- Exercise
Only certain lines below are wanted: those starting at the line containing "Target: tall pine trunk" and ending at the line containing "# mark one dot per instance, written like column 278, row", both included, each retyped exactly.

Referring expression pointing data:
━━━━━━

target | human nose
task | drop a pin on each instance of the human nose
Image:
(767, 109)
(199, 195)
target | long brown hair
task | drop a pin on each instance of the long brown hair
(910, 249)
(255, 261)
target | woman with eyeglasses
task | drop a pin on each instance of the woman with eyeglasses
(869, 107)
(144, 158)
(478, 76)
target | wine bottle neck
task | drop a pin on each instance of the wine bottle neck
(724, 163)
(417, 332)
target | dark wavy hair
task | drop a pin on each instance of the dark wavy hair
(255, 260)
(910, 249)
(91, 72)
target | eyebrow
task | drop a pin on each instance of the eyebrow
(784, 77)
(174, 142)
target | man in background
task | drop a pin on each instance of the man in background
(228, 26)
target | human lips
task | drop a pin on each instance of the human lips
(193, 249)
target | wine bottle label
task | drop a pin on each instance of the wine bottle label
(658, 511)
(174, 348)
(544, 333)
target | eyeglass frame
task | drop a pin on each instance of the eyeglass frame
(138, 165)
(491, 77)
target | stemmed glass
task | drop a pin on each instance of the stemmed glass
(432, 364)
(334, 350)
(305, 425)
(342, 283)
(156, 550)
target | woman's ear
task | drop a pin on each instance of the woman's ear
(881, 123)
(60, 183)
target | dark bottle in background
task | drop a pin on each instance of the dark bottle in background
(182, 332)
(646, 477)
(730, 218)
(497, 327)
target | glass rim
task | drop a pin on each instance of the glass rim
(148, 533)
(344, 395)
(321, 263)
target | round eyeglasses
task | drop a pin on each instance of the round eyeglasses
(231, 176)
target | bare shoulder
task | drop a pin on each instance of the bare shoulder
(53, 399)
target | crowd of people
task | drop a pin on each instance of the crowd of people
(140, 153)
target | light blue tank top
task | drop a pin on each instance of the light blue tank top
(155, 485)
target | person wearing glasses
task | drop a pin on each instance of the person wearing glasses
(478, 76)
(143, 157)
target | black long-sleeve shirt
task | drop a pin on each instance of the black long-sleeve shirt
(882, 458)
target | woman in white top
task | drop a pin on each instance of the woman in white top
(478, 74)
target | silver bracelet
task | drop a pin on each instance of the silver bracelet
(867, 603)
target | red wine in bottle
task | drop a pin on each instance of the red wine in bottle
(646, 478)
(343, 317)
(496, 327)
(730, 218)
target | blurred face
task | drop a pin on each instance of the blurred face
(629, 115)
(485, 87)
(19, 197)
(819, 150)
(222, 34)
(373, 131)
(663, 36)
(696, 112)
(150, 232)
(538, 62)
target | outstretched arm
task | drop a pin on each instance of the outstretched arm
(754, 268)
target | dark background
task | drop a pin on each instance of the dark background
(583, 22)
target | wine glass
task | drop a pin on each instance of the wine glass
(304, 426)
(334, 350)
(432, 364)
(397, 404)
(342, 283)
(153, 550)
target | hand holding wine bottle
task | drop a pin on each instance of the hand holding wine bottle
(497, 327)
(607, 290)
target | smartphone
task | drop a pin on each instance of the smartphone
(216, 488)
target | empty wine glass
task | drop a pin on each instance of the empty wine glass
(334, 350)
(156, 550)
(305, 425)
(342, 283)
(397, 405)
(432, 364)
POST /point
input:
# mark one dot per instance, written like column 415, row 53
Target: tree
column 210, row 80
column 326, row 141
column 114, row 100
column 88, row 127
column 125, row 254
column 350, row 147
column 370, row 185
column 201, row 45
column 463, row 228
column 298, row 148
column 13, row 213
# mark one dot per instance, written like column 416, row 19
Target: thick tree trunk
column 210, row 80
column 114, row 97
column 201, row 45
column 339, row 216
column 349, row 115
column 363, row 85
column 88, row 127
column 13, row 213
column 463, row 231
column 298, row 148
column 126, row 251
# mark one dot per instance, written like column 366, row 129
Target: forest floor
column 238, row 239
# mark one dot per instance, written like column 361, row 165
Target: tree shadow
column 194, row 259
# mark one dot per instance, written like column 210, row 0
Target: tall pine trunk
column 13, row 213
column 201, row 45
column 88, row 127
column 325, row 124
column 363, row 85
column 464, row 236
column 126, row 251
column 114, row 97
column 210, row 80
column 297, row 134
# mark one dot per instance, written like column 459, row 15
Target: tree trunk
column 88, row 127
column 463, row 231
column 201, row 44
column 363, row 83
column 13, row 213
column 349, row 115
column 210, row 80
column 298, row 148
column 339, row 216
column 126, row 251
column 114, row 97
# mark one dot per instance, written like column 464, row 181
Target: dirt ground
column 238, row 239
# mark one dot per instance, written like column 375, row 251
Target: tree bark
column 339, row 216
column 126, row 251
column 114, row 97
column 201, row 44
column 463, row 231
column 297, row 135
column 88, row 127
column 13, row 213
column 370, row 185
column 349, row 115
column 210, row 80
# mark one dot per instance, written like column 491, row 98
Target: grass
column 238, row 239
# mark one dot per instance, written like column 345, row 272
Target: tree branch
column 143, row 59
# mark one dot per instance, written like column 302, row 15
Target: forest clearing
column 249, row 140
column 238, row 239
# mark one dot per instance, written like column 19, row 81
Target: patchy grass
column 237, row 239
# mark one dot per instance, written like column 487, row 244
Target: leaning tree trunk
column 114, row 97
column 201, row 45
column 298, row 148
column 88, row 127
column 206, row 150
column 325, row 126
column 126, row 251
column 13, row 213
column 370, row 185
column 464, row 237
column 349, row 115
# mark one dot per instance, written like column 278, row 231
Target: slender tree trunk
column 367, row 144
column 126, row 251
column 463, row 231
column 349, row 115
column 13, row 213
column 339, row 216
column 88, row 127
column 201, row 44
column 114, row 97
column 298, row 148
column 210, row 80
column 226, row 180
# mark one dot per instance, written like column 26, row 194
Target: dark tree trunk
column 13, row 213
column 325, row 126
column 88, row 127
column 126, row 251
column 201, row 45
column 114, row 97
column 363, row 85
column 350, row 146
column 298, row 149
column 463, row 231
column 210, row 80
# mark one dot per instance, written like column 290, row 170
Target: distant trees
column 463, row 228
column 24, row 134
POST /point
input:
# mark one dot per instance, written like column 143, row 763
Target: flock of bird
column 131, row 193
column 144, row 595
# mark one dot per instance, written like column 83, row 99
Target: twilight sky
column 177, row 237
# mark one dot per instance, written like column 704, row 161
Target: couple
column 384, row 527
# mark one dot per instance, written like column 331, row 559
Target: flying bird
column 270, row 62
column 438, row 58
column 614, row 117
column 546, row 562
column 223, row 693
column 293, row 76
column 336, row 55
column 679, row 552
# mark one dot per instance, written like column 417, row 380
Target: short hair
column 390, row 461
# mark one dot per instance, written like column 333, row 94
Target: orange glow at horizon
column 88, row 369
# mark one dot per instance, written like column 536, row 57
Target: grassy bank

━━━━━━

- Finished exercise
Target: tall pine trunk
column 13, row 213
column 201, row 45
column 88, row 127
column 325, row 124
column 363, row 85
column 464, row 236
column 126, row 251
column 114, row 97
column 210, row 80
column 297, row 134
# mark one dot per instance, written like column 459, row 15
Target: tree trunk
column 88, row 127
column 463, row 231
column 201, row 44
column 363, row 83
column 13, row 213
column 349, row 115
column 210, row 80
column 298, row 148
column 339, row 216
column 126, row 251
column 114, row 97
# mark one dot per instance, written like column 464, row 181
Target: dirt ground
column 238, row 239
# mark one dot per instance, written like column 375, row 251
Target: tree bark
column 339, row 216
column 126, row 251
column 114, row 97
column 201, row 44
column 463, row 231
column 297, row 135
column 88, row 127
column 13, row 213
column 370, row 185
column 349, row 115
column 210, row 80
# mark one dot per instance, written like column 491, row 98
Target: grass
column 238, row 239
# mark one dot per instance, written like column 345, row 272
Target: tree branch
column 143, row 59
# mark one dot per instance, written like column 302, row 15
Target: forest clearing
column 249, row 140
column 238, row 239
# mark one dot per instance, written like column 19, row 81
Target: patchy grass
column 237, row 239
# mark one dot per instance, written like column 487, row 244
Target: leaning tree trunk
column 114, row 97
column 201, row 45
column 298, row 148
column 88, row 127
column 206, row 150
column 325, row 126
column 126, row 251
column 13, row 213
column 370, row 185
column 464, row 237
column 349, row 115
# mark one dot per instance, written like column 278, row 231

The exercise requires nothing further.